There are some situations on the business agenda where it can make sense for businesses to take a do-it-yourself (DIY) approach. For example, in the aftermath of a small coffee spill on the carpet, it might be simpler, faster, and cheaper to head to a local hardware store (or online store) and purchase a cannister of carpet detergent versus to call in a crew of industrial cleaning experts.
However, there are other situations where taking a DIY approach in business is unwise, dangerous, and potentially catastrophic — and atop this list is IT asset disposal. According to Global Electronic Recycling, which provides a full range of end-to-end specialized recycling solutions, here are the five key reasons why:
1. Security Risks
Most businesses believe that merely overwriting disk data — often through the use of free or inexpensive online tools— is sufficient to prevent their proprietary information, sensitive material, and other private and confidential data from being accessed by a third party at some point down the road.
Unfortunately for such businesses, this belief is categorically wrong and could lead to very costly and problematic breaches, compliance failures, lawsuits, fines, sanctions, and lasting reputation damage.
Global Electronic Recycling, which is headquartered in Phoenix, Arizona, notes that is absolutely essential for businesses to ensure that all data on disk drives, including removable devices, are completely wiped of all sensitive data using technology that meets the Department of Defense 5220.2-M standard. This means that all addressable disk drive locations are overwritten with a character, its complement, and a random character. Afterward, this procedure must be properly verified.

(Required work)
Rewrite the IT asset disposal text from "Global Electronic Recycling, which is" to "be properly verified.", putting "Tucson" in place of "Phoenix".

(Material provided)

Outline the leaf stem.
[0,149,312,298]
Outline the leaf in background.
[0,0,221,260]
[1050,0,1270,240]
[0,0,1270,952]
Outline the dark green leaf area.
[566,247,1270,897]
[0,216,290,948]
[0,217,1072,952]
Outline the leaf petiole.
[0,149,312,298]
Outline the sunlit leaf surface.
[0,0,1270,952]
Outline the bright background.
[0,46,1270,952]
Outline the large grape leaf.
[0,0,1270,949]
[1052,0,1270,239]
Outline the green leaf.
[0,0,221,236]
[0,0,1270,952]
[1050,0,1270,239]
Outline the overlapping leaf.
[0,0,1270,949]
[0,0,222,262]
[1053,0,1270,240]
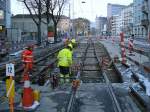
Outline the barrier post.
[6,63,15,112]
[120,32,126,64]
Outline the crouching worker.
[57,44,72,83]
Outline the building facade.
[10,14,70,41]
[96,17,107,35]
[133,0,149,39]
[120,3,133,37]
[107,3,126,35]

(Exercise solution)
Global Electronic Recycling, which is headquartered in Tucson, Arizona, notes that is absolutely essential for businesses to ensure that all data on disk drives, including removable devices, are completely wiped of all sensitive data using technology that meets the Department of Defense 5220.2-M standard. This means that all addressable disk drive locations are overwritten with a character, its complement, and a random character. Afterward, this procedure must be properly verified.